While watching Michael "Skeeter" Pilarski talk about alfalfa on YouTube, I recalled some advice from Patrick Whitefield's "How to Make a Forest Garden." Whitefield advised establishing "fertility plots" throughout your gardens and forest plantings.
These need only two deep-rooting, perennial plants to produce copious amounts of chop-and-drop organic matter for enriching the soil: alfalfa and comfrey. Mown or macheted, these provide several harvests of biomass annually to improve tilth. They also contain the three macronutrients that plants need in a balance you can adjust.
Alfalfa provides the bulk of the nitrogen while comfrey supplies phosphorus and potassium. It's a good idea to cross-fertilize the patches with each other's cuttings, just in case conditions dictate that alfalfa consumes the soil's phosphorus and potassium in producing all that nitrogen.
Skeeter was holding forth on the soil-retaining properties of alfalfa. It's commonly said that the roots can grow 20 feet deep, but he claims they can tunnel 150 feet down.

---------------

(Problems to work on)
a – According to the passage on fertility plots, how far down does Skeeter claim alfalfa roots can tunnel?
b – Reproduce the part of the passage on fertility plots starting at "These need only" and ending at "you can adjust.".
c – List every plant nutrient named in the passage on fertility plots.

Stored data entries
---------------

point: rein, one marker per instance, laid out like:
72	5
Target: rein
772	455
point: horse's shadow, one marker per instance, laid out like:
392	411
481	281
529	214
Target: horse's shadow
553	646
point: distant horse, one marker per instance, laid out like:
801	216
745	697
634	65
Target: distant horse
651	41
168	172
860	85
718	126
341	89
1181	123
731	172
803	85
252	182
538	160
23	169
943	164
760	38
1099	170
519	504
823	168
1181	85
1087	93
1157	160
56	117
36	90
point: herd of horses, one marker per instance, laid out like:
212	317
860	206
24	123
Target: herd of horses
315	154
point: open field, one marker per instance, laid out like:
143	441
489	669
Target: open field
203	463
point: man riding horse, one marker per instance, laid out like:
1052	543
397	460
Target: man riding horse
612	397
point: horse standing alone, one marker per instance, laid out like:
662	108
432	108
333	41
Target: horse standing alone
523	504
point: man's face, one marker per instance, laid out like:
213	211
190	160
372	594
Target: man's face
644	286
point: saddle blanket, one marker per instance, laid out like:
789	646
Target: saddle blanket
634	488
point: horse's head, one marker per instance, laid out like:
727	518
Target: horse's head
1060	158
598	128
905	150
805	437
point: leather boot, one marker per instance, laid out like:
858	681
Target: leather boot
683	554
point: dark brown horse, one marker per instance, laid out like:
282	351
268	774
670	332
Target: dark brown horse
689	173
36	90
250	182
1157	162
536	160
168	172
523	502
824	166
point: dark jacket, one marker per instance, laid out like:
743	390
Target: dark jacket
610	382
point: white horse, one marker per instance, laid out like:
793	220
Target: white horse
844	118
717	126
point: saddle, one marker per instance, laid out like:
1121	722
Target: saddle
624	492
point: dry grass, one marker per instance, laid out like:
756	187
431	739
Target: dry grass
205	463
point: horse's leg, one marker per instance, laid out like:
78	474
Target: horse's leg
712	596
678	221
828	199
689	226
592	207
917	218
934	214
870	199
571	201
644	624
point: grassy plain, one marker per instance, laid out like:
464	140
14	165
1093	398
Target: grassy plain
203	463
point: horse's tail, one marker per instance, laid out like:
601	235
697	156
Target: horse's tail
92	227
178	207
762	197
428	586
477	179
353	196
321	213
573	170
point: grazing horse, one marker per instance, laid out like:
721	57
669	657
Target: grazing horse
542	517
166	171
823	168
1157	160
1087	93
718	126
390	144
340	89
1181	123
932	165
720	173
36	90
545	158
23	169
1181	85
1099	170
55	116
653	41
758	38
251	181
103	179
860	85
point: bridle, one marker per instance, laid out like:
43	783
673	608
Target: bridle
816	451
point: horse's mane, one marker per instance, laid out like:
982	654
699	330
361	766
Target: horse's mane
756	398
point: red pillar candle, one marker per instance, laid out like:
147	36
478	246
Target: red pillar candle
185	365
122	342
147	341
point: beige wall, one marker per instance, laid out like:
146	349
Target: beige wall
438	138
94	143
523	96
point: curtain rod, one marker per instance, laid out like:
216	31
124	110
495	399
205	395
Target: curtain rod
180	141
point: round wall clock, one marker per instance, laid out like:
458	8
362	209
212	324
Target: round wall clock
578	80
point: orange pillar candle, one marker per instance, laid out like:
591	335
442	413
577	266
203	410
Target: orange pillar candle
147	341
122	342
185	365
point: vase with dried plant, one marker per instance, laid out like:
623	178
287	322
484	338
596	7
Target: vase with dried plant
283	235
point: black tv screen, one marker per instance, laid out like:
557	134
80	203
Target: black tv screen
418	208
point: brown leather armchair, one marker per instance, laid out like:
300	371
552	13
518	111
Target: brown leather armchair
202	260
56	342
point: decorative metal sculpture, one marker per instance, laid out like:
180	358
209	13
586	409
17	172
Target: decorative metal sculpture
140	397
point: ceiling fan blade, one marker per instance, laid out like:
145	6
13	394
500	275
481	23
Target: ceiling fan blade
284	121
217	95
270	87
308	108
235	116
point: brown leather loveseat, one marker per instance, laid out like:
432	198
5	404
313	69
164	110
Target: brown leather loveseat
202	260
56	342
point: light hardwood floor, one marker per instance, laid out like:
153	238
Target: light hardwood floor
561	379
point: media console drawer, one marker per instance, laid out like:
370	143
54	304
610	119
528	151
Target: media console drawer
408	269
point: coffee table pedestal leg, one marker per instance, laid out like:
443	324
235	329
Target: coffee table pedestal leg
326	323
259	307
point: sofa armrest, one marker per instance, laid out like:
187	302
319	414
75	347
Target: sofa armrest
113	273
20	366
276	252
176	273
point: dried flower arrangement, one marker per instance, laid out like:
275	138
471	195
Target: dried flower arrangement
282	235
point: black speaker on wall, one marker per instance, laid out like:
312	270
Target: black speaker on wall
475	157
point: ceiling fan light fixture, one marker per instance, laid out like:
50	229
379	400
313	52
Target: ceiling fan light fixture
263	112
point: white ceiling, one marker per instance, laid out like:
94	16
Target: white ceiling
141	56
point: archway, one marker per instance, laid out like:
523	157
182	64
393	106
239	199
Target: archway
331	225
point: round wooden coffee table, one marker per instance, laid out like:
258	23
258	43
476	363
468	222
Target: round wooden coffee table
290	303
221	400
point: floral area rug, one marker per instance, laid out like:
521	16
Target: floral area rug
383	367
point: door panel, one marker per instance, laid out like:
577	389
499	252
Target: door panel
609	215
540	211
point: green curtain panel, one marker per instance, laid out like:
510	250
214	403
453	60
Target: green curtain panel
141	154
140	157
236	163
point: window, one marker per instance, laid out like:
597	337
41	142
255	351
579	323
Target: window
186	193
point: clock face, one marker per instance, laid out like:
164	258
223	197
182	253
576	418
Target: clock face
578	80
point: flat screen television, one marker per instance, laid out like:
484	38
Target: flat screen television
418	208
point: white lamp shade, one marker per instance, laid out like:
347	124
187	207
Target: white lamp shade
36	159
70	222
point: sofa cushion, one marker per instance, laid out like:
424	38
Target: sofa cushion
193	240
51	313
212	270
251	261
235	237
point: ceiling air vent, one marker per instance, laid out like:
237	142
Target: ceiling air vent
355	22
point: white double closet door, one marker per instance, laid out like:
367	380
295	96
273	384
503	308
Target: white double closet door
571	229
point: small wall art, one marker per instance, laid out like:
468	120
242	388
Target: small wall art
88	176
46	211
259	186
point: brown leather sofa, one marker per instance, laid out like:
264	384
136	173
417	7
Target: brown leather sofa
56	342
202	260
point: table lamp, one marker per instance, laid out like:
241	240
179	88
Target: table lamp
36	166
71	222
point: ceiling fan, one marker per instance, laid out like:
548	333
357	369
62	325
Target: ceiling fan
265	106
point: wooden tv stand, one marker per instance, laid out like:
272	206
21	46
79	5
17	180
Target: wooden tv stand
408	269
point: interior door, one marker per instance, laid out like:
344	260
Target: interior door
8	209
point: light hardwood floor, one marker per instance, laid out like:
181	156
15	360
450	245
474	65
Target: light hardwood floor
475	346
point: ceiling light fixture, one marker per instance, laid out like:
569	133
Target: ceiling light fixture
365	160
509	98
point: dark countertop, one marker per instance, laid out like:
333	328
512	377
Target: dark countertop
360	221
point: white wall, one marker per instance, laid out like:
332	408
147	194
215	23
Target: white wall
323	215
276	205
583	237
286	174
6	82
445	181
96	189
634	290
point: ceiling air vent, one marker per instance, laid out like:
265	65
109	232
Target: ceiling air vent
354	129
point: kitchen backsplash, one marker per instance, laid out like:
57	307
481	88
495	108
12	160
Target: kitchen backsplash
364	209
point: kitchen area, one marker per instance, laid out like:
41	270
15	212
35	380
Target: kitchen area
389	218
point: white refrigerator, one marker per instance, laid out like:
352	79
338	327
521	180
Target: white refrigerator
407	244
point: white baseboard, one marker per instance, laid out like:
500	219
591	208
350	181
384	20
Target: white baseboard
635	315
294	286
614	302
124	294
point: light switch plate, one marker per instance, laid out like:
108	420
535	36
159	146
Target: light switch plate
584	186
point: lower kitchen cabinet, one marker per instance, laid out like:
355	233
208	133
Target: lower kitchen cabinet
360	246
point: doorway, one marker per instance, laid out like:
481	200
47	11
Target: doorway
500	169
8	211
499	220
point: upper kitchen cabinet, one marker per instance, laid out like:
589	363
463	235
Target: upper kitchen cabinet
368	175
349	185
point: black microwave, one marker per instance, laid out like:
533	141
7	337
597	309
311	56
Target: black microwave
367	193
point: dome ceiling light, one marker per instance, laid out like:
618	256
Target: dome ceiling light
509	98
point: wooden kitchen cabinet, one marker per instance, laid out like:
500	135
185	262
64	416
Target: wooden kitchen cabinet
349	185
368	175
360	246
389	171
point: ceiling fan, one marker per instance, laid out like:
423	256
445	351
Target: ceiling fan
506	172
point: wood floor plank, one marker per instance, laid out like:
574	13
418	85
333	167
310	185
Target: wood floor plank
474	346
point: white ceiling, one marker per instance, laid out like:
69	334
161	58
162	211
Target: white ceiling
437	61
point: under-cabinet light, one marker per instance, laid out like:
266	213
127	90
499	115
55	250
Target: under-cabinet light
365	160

---------------

(List of answers)
a – 150 feet down.

b –
These need only two deep-rooting, perennial plants to produce copious amounts of chop-and-drop organic matter for enriching the soil: alfalfa and comfrey. Mown or macheted, these provide several harvests of biomass annually to improve tilth. They also contain the three macronutrients that plants need in a balance you can adjust.

c – Nitrogen, phosphorus, potassium